In the data below, find every line that has the string "hand", and copy it.

Exercise inputs:
+++
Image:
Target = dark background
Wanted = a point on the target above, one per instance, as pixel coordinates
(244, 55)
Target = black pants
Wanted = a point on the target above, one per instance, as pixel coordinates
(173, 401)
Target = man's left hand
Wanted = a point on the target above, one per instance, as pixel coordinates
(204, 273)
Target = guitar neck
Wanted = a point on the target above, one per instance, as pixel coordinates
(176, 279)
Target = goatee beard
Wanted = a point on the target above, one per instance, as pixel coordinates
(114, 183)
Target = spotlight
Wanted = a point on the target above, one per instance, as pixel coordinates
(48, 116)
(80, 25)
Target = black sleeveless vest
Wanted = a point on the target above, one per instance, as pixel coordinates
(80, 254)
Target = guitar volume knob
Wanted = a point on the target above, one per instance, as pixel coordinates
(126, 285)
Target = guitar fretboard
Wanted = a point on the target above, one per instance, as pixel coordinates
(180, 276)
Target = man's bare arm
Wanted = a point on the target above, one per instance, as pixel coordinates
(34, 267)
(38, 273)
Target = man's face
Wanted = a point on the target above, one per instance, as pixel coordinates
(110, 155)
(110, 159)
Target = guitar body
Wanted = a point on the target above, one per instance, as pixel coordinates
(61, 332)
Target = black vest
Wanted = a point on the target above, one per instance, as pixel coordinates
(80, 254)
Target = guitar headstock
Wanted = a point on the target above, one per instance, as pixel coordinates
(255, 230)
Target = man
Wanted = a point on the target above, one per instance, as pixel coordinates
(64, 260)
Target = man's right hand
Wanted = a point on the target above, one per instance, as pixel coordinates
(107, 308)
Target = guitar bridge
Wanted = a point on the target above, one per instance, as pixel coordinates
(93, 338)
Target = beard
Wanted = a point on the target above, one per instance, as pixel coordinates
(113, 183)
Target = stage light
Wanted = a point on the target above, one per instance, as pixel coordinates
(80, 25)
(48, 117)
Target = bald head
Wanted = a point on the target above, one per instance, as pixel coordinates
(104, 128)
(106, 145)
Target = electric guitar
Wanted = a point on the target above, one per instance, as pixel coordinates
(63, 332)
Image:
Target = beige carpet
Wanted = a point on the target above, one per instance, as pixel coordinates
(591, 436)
+++
Result of the exercise:
Target = man's left hand
Target = man's right hand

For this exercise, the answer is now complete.